Referring expression data
━━━━━━━━━━

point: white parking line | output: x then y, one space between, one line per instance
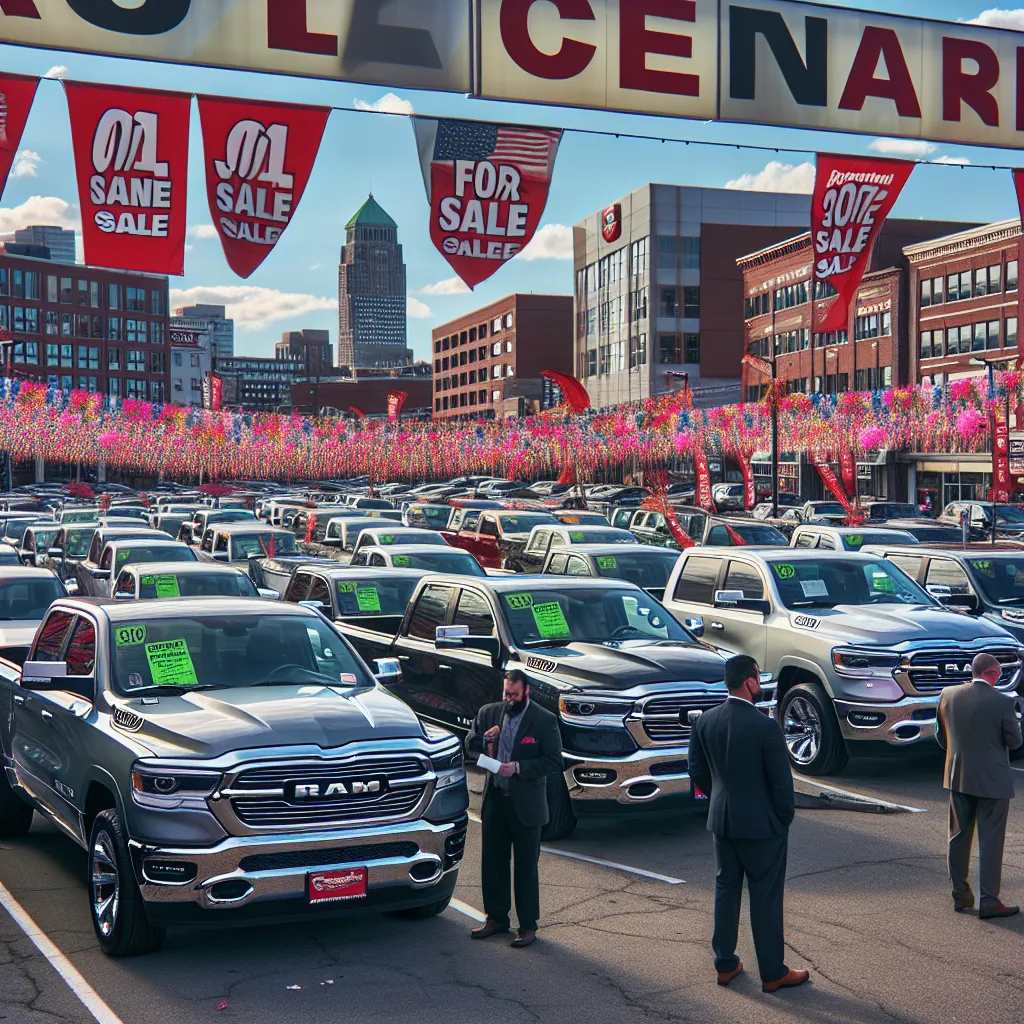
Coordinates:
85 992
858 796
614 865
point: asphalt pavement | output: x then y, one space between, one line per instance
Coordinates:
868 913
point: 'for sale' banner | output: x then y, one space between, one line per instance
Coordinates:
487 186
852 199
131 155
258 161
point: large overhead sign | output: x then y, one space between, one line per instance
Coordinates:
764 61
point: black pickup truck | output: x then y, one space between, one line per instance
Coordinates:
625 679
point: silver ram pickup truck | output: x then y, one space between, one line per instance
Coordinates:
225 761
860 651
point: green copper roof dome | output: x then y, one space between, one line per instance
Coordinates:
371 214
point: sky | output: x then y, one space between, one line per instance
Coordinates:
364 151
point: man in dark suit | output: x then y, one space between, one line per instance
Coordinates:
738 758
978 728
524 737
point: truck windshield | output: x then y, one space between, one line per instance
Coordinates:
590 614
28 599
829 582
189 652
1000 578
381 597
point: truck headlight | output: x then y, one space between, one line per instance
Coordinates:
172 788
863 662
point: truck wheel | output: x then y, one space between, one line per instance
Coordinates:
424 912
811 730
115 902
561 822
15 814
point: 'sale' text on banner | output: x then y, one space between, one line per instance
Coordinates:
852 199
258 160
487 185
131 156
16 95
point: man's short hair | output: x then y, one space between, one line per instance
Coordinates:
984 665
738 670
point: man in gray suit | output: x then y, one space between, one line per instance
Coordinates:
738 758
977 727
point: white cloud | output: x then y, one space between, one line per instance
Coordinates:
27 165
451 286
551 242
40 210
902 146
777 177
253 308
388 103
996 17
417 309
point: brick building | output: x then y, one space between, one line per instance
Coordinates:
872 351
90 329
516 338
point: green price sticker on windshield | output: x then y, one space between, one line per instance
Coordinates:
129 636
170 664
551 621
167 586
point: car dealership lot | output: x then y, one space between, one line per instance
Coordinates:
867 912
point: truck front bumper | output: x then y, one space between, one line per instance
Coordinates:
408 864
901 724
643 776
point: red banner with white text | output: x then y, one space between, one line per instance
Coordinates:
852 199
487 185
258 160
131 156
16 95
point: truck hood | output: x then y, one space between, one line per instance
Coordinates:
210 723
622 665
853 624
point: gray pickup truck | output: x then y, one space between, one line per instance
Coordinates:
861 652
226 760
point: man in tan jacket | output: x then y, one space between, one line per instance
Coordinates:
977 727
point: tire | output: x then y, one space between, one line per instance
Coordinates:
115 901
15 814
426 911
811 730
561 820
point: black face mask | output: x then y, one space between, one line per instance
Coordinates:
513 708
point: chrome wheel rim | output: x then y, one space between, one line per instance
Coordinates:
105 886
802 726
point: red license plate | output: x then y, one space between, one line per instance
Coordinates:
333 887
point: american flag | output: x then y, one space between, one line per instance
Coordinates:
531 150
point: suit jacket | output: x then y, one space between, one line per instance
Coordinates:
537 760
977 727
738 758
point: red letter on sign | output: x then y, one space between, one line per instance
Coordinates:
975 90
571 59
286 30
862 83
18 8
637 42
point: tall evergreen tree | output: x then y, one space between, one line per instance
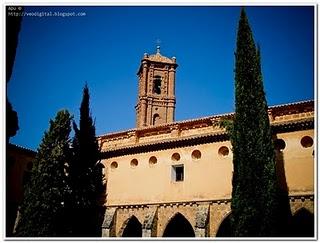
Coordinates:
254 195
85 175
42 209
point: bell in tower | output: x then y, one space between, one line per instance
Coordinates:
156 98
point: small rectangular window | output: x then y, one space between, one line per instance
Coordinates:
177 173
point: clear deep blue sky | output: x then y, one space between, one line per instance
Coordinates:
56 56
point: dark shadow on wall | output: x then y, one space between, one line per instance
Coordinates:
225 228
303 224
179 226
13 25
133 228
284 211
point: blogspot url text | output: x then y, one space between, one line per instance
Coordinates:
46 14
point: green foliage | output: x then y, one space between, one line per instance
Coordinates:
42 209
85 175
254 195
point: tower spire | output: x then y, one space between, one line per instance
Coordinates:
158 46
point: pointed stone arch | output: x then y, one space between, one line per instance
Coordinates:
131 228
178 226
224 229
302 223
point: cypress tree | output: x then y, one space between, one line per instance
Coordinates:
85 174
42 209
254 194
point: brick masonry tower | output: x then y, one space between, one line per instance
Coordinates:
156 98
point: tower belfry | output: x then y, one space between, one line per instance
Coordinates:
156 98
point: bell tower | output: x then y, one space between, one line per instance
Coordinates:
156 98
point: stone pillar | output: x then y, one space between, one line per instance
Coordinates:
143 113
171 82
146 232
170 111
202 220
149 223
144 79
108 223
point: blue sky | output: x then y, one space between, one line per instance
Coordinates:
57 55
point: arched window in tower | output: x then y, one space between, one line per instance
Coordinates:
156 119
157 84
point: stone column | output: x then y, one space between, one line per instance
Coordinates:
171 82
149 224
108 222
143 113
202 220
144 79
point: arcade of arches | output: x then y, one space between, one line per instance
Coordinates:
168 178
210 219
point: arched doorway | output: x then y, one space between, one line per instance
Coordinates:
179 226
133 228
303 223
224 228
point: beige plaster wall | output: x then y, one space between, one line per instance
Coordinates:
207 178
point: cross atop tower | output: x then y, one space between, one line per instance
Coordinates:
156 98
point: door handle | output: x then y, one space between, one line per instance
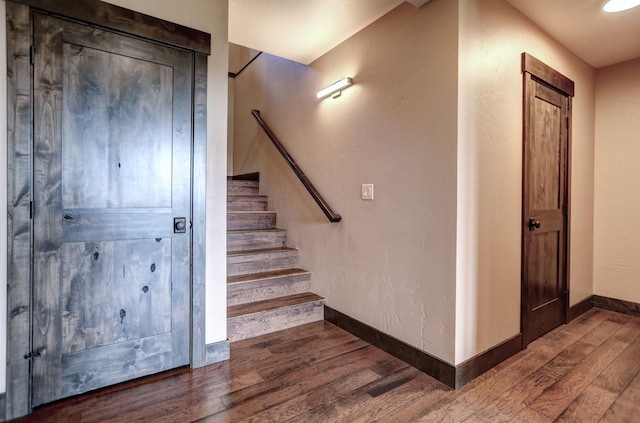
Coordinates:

━━━━━━━━━━

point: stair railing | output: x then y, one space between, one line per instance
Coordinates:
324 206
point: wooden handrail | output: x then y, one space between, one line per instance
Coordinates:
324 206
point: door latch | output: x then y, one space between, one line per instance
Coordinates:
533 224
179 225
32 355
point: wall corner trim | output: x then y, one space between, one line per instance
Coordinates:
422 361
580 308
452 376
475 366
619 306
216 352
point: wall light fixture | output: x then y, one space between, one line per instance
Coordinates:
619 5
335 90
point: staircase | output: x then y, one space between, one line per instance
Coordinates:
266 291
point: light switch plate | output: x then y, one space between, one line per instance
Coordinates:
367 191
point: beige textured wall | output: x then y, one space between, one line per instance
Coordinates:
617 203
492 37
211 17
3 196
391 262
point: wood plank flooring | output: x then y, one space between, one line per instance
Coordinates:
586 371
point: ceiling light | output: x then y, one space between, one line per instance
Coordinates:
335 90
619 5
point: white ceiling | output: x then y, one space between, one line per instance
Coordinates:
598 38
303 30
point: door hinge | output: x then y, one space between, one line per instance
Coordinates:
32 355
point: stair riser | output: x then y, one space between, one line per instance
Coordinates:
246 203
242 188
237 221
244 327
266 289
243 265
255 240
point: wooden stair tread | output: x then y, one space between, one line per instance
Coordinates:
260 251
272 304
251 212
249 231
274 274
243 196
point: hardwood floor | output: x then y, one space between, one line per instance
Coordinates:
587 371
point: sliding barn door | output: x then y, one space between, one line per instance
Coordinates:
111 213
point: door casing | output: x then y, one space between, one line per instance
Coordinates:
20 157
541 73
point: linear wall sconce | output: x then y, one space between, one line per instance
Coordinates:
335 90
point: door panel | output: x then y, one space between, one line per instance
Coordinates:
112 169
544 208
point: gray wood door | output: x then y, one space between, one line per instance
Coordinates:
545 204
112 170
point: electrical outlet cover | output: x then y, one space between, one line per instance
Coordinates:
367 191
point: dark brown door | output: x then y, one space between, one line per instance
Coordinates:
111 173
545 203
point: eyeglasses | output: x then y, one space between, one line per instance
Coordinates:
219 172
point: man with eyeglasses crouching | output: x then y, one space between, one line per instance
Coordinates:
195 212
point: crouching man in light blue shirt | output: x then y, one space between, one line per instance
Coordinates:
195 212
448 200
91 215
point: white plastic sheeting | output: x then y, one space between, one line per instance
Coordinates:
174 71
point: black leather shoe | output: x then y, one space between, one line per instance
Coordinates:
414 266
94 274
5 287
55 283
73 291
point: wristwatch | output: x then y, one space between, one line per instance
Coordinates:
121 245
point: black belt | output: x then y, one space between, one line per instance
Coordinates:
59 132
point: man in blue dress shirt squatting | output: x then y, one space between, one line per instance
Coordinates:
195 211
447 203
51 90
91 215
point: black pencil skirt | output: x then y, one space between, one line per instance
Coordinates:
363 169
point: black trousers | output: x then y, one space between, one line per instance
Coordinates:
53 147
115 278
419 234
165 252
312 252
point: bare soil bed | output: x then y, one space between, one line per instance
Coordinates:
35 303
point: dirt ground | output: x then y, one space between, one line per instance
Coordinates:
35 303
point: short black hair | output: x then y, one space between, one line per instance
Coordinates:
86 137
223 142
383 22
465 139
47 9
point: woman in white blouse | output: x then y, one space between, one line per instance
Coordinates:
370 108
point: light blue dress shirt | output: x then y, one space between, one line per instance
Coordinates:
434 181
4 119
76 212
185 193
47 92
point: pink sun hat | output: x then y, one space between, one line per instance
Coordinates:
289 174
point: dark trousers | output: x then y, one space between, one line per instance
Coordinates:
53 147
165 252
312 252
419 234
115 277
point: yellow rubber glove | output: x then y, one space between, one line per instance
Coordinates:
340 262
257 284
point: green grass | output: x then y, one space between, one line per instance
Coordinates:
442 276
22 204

━━━━━━━━━━

▸ What to work on
Return the lines above that include the string "arched".

▸ Exercise output
point: arched window in tower | output: x then y, one space between, one line per instance
point: arched doorway | output: x then y, one space between, one line per instance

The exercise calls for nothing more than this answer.